- Given records -
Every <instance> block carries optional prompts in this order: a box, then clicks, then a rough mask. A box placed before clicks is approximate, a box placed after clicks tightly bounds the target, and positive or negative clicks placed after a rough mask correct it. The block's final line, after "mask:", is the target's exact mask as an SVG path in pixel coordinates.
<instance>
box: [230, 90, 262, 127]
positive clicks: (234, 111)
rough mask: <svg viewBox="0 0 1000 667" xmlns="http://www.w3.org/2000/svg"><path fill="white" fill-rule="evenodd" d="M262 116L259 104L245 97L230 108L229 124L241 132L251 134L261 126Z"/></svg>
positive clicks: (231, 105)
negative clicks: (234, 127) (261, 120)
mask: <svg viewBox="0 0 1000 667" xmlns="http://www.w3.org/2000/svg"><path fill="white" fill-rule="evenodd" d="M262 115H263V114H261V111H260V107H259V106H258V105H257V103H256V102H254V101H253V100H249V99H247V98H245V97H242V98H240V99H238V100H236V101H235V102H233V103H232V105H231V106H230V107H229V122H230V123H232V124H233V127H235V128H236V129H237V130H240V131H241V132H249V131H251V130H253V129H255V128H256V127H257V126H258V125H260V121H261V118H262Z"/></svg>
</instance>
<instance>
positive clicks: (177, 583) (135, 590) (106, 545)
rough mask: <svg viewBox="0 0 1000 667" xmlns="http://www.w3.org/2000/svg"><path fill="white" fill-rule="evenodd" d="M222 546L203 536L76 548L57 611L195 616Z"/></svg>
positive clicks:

==

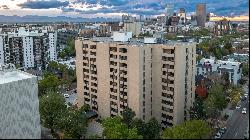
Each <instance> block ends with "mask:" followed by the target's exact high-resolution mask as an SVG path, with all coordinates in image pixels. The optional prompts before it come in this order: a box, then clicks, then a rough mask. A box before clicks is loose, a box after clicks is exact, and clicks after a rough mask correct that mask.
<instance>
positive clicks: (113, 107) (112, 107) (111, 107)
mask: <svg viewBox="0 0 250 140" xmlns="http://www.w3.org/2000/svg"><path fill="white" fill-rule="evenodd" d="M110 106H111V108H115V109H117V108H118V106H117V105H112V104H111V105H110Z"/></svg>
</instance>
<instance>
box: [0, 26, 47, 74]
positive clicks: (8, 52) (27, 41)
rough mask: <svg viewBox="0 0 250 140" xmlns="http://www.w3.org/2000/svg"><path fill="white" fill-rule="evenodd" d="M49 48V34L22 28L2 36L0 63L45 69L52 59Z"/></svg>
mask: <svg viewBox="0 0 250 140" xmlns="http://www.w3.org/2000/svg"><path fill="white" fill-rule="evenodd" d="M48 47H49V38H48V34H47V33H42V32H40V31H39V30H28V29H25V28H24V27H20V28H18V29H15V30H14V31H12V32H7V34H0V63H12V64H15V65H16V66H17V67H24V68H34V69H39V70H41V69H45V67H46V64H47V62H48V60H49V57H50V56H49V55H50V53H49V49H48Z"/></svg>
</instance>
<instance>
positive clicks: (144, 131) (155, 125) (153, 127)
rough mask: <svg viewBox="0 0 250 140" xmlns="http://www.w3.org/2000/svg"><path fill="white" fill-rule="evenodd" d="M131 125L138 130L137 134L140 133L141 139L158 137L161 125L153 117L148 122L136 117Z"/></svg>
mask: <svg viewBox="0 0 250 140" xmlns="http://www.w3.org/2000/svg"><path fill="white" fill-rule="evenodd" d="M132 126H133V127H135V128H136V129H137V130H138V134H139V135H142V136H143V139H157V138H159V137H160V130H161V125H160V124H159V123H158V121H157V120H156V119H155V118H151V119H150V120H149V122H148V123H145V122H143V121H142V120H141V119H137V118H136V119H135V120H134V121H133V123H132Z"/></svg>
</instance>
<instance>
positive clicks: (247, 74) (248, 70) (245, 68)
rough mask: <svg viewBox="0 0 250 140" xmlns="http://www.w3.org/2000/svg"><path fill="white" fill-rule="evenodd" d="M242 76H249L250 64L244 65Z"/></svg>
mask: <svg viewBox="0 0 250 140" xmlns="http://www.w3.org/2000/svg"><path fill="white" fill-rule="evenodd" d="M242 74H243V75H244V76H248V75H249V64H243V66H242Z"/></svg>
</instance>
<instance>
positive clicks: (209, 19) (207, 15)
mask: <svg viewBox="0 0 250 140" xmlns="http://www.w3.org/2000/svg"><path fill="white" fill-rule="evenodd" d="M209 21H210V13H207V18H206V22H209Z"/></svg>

...

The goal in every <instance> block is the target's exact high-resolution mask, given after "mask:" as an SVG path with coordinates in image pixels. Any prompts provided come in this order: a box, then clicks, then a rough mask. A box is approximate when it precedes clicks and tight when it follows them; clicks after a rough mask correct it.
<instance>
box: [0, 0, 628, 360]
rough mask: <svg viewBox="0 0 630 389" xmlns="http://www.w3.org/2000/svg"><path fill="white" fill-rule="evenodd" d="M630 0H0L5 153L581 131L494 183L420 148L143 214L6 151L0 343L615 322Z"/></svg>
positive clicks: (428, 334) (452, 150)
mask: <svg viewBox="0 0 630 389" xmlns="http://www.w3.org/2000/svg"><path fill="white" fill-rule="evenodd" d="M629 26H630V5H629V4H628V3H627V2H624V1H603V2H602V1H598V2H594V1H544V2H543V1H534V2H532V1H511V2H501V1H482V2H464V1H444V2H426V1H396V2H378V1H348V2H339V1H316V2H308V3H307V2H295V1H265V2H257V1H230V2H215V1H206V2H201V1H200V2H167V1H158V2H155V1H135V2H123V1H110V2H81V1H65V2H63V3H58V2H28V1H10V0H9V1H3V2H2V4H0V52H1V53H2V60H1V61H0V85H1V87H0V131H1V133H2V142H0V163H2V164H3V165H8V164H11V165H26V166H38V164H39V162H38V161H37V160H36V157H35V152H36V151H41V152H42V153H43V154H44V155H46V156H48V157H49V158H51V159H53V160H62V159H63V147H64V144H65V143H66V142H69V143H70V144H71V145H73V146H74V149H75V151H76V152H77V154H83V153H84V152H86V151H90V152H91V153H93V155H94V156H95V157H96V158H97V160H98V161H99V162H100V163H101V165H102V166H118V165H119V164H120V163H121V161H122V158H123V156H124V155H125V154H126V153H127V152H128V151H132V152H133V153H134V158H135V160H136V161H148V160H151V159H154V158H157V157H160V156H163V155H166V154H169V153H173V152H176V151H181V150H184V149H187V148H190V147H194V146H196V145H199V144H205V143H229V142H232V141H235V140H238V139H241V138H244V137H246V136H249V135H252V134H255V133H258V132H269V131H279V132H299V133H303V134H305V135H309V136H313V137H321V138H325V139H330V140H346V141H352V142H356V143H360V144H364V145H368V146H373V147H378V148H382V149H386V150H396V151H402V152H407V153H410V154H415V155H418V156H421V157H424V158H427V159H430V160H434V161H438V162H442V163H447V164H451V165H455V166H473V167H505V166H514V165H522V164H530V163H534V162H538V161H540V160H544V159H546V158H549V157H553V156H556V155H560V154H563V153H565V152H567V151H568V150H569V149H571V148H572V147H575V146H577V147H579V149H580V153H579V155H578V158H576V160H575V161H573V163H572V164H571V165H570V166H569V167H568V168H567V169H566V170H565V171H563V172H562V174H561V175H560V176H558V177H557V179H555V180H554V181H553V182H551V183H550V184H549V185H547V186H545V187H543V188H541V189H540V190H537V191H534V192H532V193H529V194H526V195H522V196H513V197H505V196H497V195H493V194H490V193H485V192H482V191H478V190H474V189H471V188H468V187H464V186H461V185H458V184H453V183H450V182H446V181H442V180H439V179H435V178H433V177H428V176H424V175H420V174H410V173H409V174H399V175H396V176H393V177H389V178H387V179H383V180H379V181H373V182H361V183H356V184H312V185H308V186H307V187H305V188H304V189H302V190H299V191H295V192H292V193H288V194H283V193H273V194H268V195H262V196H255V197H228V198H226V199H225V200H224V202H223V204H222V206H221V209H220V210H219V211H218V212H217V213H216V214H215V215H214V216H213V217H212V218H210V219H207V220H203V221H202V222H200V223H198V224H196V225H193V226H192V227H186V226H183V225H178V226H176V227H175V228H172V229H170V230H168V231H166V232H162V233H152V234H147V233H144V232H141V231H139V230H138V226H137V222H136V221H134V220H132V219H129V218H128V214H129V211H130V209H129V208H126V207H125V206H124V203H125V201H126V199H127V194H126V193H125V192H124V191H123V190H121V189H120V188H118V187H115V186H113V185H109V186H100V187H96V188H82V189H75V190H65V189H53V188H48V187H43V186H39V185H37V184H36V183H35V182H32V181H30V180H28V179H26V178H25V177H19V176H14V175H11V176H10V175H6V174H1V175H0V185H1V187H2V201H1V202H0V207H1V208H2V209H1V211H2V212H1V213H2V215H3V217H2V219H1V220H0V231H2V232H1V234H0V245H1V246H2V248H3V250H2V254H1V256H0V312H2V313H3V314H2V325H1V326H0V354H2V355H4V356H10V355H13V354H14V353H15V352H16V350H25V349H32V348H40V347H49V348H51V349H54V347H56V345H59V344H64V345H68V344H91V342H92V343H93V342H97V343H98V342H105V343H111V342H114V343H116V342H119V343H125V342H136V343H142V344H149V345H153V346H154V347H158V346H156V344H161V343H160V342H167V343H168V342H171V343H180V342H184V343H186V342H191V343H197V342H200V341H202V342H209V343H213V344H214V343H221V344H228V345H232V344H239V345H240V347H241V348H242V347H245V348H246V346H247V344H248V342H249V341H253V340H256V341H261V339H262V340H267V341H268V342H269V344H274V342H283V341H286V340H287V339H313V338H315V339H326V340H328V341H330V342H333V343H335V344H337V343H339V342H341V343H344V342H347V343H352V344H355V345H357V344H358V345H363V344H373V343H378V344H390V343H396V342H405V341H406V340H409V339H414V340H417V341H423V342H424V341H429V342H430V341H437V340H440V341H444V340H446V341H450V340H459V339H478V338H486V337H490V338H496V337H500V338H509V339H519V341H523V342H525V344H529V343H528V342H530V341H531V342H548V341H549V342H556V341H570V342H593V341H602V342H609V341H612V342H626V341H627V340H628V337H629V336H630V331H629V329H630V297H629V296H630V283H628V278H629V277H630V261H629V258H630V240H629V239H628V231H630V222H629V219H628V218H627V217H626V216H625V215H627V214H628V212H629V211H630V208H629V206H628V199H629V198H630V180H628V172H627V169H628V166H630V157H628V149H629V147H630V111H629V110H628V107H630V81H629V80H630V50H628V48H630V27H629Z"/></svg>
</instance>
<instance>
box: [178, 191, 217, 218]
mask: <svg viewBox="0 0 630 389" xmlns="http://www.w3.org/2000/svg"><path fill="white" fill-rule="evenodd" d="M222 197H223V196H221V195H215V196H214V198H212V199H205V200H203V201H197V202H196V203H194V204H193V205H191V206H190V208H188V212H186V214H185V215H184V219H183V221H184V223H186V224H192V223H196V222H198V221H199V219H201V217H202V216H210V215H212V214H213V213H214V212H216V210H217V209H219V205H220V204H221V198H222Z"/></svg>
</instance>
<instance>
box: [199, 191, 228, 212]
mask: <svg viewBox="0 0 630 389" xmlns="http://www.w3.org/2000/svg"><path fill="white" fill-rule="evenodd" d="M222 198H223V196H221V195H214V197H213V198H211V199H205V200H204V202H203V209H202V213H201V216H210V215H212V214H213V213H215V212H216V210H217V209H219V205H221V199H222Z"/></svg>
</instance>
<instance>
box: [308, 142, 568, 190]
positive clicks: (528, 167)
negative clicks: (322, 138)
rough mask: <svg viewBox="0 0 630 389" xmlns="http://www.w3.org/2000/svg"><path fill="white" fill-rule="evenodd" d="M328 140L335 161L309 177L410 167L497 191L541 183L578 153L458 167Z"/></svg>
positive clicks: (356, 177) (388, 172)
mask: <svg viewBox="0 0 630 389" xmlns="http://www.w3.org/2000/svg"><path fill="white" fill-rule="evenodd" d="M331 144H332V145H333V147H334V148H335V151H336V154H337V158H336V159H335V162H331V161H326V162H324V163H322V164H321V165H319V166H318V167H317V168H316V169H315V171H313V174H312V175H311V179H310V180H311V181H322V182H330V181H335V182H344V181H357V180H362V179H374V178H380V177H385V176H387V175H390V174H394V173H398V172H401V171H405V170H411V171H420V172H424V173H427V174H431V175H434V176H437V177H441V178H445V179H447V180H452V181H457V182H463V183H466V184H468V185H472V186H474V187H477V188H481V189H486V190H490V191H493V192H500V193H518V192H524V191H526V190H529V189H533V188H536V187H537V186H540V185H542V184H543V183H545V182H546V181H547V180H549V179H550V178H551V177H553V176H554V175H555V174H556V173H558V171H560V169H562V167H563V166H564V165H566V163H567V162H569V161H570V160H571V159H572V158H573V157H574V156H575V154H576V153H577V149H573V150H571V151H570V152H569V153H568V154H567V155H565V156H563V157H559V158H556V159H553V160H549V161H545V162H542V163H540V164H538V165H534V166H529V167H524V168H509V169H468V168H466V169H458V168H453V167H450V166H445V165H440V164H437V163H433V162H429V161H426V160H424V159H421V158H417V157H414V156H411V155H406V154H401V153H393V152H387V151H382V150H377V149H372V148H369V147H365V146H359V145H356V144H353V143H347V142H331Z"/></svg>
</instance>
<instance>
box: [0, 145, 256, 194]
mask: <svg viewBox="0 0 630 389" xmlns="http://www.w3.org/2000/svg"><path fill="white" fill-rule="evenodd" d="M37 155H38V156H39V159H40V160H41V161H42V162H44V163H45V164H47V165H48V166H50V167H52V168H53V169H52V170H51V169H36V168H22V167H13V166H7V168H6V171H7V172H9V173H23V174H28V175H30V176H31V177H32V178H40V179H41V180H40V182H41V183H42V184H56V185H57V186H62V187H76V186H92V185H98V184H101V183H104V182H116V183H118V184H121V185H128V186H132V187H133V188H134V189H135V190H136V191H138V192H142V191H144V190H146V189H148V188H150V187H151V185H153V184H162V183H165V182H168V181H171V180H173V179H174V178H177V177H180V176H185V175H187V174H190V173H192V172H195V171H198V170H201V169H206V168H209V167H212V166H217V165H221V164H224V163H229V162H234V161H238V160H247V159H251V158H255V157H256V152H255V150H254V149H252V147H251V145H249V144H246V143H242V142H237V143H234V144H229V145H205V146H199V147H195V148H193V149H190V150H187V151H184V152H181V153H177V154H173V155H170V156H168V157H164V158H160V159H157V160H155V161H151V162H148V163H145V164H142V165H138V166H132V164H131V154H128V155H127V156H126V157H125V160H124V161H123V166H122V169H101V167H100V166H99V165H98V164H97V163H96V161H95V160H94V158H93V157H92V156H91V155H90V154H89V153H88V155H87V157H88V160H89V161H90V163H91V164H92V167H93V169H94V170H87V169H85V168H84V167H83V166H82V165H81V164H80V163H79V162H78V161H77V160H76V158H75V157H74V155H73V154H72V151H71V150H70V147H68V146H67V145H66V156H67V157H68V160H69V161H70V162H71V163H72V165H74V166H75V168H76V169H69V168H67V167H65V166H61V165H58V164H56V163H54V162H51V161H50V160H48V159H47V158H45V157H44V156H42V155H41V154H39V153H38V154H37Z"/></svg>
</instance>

- About this exercise -
Could you reproduce, exactly, every line above from the line with "Every <instance> block carries" to the line with "positive clicks: (234, 111)", and no other line? Both ends count.

- Solution to the problem -
Every <instance> block carries optional prompts in this order: a box, then clicks, then a rough mask. A box placed before clicks is approximate, a box placed after clicks tightly bounds the target, and positive or negative clicks placed after a rough mask correct it. The block's final line, after "mask:", is the target's exact mask as an SVG path in pixel coordinates.
<instance>
box: [230, 90, 262, 127]
positive clicks: (234, 111)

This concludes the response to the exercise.